Продолжите отрывок о формировании полка самоходок СУ-76 на автозаводе, начав сразу после его последнего предложения.

Выбранный отрывок:
....

Самоходки марки СУ-76 автозавод действительно изготовил. Но это лишь половина дела: там же, на автозаводе, комплектовались и экипажи этих боевых машин. И на фронт нас могли отправить только после того, как полностью будет укомплектована воинская часть. И не только укомплектована, но обучена, побывает на стрельбище, а экипажи машин притрутся друг к другу.
Уезжало, как правило, 20 боевых машин. Это полк. В полку четыре батареи. В каждой батарее пять СУ-76. Экипаж самоходки из четырех человек. Командир машины – по штату офицер. Наводчик и механик-водитель – из сержантского состава. Заряжающий – рядовой.
Итак, 20 боевых машин СУ-76 были уже выпущены заводом. В день нашего приезда полк только начал комплектоваться. Прибыли командиры машин – все выпускники Ташкентского танкового училища. Молодые парни, надевшие офицерские погоны, не успели еще увидеть войну. Представляют ее пока что лишь по документальным и художественным фильмам. И вот они-то и поведут свои самоходки в бой.

....

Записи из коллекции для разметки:
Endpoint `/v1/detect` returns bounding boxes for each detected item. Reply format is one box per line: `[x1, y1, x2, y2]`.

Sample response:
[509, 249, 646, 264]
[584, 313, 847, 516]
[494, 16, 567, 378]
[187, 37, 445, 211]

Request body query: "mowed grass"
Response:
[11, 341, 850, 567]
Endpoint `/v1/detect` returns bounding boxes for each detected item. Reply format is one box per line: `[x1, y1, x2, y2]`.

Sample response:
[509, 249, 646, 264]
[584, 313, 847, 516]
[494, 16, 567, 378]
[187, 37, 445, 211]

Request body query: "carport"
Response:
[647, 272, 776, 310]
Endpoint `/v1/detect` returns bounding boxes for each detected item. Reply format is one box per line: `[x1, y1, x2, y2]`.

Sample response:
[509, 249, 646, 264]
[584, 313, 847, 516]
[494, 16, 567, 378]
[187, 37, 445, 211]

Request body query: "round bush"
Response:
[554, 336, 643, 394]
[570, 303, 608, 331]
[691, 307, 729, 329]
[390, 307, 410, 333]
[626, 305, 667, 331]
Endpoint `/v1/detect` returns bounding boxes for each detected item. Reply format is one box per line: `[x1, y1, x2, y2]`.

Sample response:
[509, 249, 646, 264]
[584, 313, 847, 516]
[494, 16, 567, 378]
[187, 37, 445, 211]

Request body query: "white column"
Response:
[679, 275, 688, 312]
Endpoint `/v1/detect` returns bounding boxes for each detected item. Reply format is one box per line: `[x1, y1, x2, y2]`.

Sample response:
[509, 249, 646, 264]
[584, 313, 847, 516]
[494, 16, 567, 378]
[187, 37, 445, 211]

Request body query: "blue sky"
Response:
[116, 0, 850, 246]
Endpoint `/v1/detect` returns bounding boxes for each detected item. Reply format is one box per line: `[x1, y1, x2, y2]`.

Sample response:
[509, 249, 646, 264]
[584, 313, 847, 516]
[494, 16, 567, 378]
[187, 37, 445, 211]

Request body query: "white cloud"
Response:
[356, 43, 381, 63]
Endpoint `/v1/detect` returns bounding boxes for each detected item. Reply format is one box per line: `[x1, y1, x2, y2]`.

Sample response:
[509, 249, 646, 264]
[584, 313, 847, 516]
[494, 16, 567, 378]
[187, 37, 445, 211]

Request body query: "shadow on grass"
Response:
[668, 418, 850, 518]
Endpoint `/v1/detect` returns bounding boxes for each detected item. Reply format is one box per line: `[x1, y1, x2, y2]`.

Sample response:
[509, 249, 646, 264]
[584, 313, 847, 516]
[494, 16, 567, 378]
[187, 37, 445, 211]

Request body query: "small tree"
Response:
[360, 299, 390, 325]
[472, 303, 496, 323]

....

Письменный ответ:
В новый полк я прибыл с тремя своими однокашниками по Долматовскому училищу. Среди них был старший лейтенант Бирюков Иван Дмитриевич, родом из Вязников Владимирской области. Я подружился с ним еще в Ульяновске. В Долматове мы были с ним в одной роте. Он очень мне нравился: всегда бодрый, жизнерадостный. И почти земляк. Ведь Вязники от Горького – рукой подать. Другие два товарища, Н. Терехов и Г. Емельянов, до прибытия в полк были мне незнакомы. Однако это не помешало нам быстро сойтись. Подружившись, решили жить в одной комнате. А жить нам в Горьком, как было объявлено, предстояло не меньше месяца.
Целый месяц в родном городе! И я уже планировал поездку в Ямные Березники, представлял себе, как встречусь с земляками, с матерью. Видел, как наяву, наш большой деревянный дом, постаревшую за эти три военных года мать... Все это казалось таким возможным и уже недалеким, что я весь был во власти обуявшей меня мечты. А она взяла да и лопнула, как радужный мыльный пузырь.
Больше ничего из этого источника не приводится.